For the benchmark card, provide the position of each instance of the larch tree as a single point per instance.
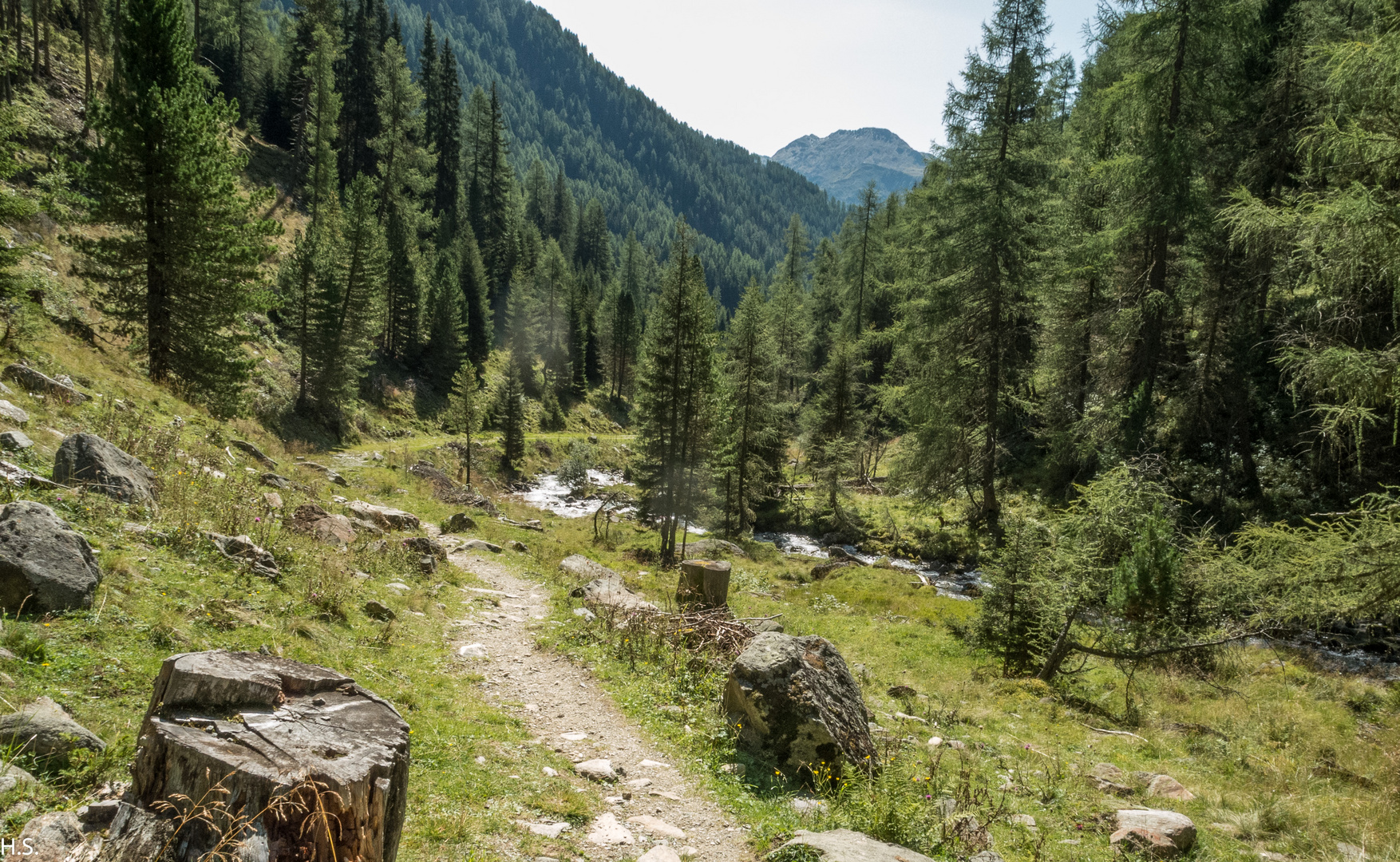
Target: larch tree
(184, 267)
(971, 343)
(753, 441)
(675, 393)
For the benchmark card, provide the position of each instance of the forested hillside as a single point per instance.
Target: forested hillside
(618, 146)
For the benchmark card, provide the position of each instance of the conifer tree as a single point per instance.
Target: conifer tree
(540, 198)
(562, 215)
(594, 247)
(350, 301)
(445, 346)
(971, 345)
(796, 263)
(304, 273)
(445, 102)
(835, 421)
(512, 419)
(182, 271)
(490, 178)
(13, 208)
(675, 393)
(404, 163)
(477, 308)
(404, 315)
(465, 414)
(753, 433)
(622, 343)
(360, 118)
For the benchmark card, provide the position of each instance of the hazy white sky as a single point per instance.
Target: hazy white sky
(766, 72)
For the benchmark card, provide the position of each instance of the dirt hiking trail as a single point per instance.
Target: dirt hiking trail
(559, 698)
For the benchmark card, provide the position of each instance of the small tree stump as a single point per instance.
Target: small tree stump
(295, 760)
(703, 583)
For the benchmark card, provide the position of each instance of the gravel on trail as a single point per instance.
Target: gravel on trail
(559, 702)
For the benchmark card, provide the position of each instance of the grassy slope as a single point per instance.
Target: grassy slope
(1303, 759)
(1269, 776)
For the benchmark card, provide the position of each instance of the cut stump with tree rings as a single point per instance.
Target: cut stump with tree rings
(703, 583)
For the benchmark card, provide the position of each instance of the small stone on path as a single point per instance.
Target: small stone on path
(595, 770)
(657, 826)
(549, 830)
(607, 832)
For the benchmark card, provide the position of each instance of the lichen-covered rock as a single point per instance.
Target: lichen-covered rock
(87, 459)
(243, 445)
(612, 592)
(425, 546)
(794, 703)
(49, 837)
(37, 381)
(584, 568)
(321, 525)
(846, 845)
(1157, 833)
(822, 570)
(267, 728)
(46, 731)
(243, 549)
(45, 564)
(458, 524)
(714, 548)
(386, 518)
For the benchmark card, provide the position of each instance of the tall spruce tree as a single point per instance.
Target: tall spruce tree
(971, 343)
(675, 393)
(752, 425)
(349, 301)
(473, 286)
(182, 271)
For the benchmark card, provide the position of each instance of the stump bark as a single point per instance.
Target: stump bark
(295, 761)
(703, 583)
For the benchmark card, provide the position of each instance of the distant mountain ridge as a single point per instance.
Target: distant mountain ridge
(846, 161)
(646, 167)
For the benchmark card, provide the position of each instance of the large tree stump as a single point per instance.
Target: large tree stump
(295, 761)
(703, 583)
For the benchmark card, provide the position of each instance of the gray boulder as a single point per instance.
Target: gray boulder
(324, 527)
(14, 414)
(1155, 833)
(13, 777)
(243, 549)
(586, 568)
(44, 730)
(458, 524)
(794, 703)
(716, 549)
(45, 566)
(52, 837)
(481, 544)
(384, 516)
(378, 611)
(37, 381)
(247, 448)
(425, 546)
(87, 459)
(846, 845)
(612, 592)
(14, 440)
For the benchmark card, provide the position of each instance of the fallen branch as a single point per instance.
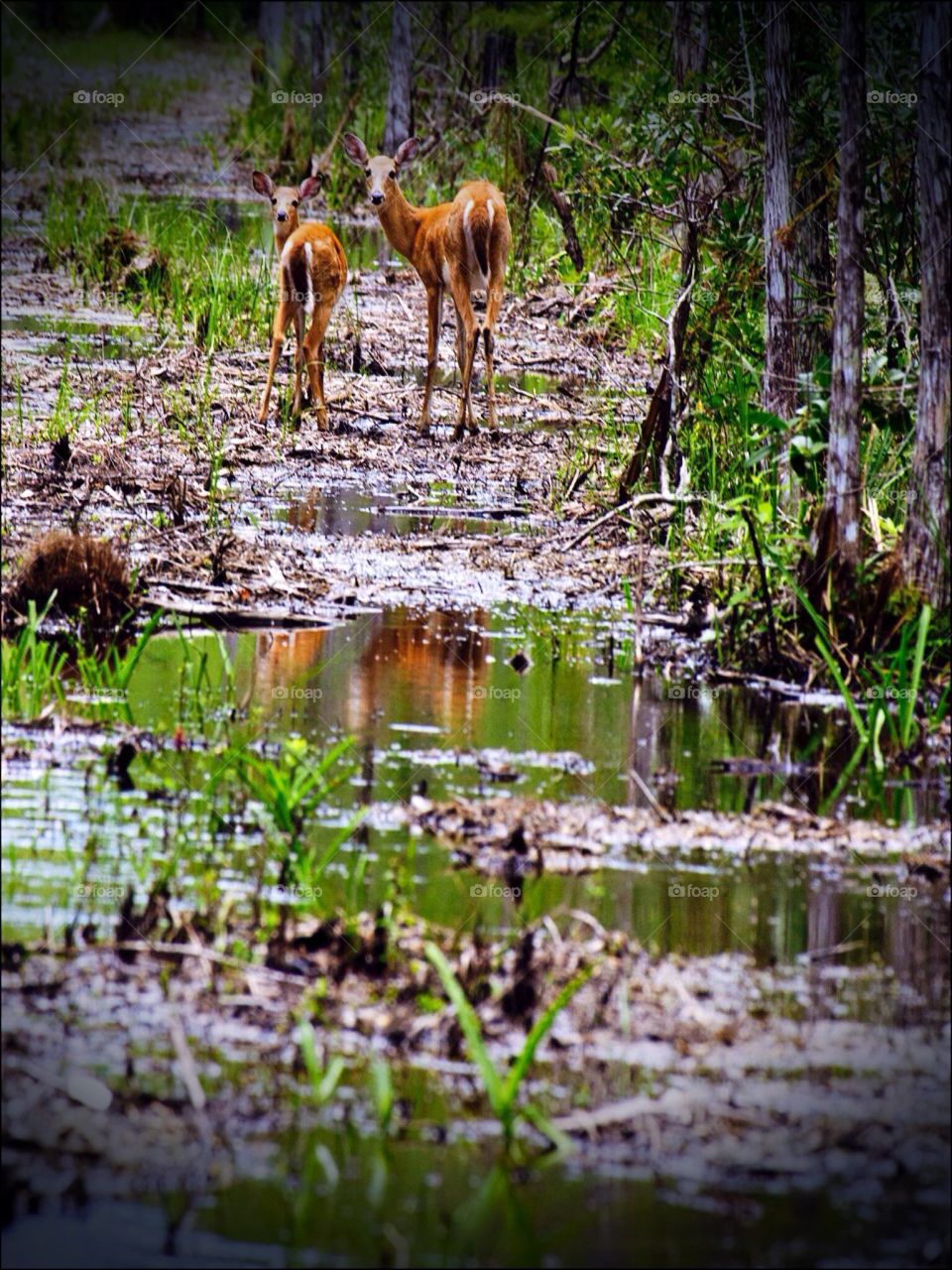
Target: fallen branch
(639, 500)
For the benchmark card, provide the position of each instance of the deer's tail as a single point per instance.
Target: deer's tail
(477, 222)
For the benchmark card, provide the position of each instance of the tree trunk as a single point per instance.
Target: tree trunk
(812, 275)
(350, 58)
(779, 385)
(398, 123)
(271, 31)
(690, 32)
(924, 554)
(656, 443)
(318, 49)
(841, 534)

++++++++++

Direction: Reproduce every line above as written, skipping pictures.

In response:
For the benchmark card, provide the position of each instance of the larch tree as a single point per instance.
Target: larch tree
(184, 267)
(971, 343)
(753, 441)
(675, 393)
For the benchmark card, provide the position of each instance of the forested hillside as a single point per instance.
Target: forested hillside
(618, 146)
For the benchmark card, provide the position of each instance of the conifer tree as a single point per instance.
Target: conifer tree
(540, 198)
(562, 215)
(594, 247)
(350, 301)
(445, 346)
(971, 345)
(796, 263)
(304, 273)
(445, 102)
(835, 421)
(512, 419)
(182, 271)
(490, 178)
(13, 208)
(675, 393)
(404, 163)
(477, 308)
(404, 315)
(465, 414)
(753, 433)
(622, 343)
(360, 118)
For the benchmark card, provide the position of each instance of the hazy white sky as a single point per instance.
Target: hazy white sky
(766, 72)
For the benchmark card, provide the position of each instance of the dirt hiking trail as a single point per instance.
Target: dirt hiking trail
(559, 698)
For the benchmark card, provide the position of each instance of the small tree stump as a single point per instance.
Target: small tree stump
(295, 760)
(703, 583)
For the benchmark card, provide the position of each instance of the gravel on trail as a single point per instance.
Target: gravel on trail
(559, 702)
For the benchmark card, provide the position of each instance of the grassy slope as a single point per instance.
Target: grassy slope
(1303, 759)
(1269, 776)
For the benchmark card, provide the position of each instance of the cut stump with tree rings as a single point per instance.
Target: cut stump with tree rings
(703, 583)
For the benchmark card, provide the position of each instance of the small stone on path as a single point per instance.
Target: small stone on path
(595, 770)
(657, 826)
(549, 830)
(607, 832)
For the benchmark card, provide the position of each instance of the lichen-covered rock as a single point per instance.
Target: lichen-covered rock
(87, 459)
(243, 445)
(612, 592)
(425, 546)
(794, 703)
(49, 837)
(37, 381)
(584, 568)
(321, 525)
(846, 845)
(1157, 833)
(822, 570)
(267, 728)
(46, 731)
(243, 549)
(45, 564)
(458, 524)
(714, 548)
(386, 518)
For the benchmark card, provide the position of each instance of the tall spruce tree as a single point per instance.
Target: tall spruce tree
(971, 343)
(675, 393)
(752, 425)
(349, 301)
(473, 286)
(182, 271)
For the benchmark card, provide the position of each instance of the stump bark as a single point per instance.
Target: stump bark
(295, 761)
(703, 583)
For the benchmark card, provide the position of each instance of the distant mountain ridge as a single point per instance.
Target: distant mountain ridge
(846, 161)
(646, 167)
For the benchmark card, provide the position of each instance of the large tree stump as a single point per instance.
Target: large tree stump
(295, 761)
(703, 583)
For the benchmark card, provide the position of each instance of the gray boulder as a single point per instance.
Target: gray boulder
(324, 527)
(14, 414)
(1155, 833)
(13, 777)
(243, 549)
(586, 568)
(44, 730)
(458, 524)
(794, 703)
(716, 549)
(45, 566)
(52, 837)
(481, 544)
(384, 516)
(378, 611)
(37, 381)
(247, 448)
(425, 546)
(87, 459)
(846, 845)
(612, 592)
(14, 440)
For the benchmark card, provide the position of each instance of the fallen branch as a single point per instance.
Target: fallen branch
(639, 500)
For the benchmark card, provide the position of each instance of the deer's tail as a single point per instance.
Target: deer's tail
(477, 222)
For the benchmark card, provide the position of each instance of the tree trunk as a single point per instance.
Target: tree trunk
(812, 275)
(350, 58)
(779, 385)
(398, 123)
(271, 31)
(690, 32)
(924, 554)
(656, 443)
(318, 49)
(841, 534)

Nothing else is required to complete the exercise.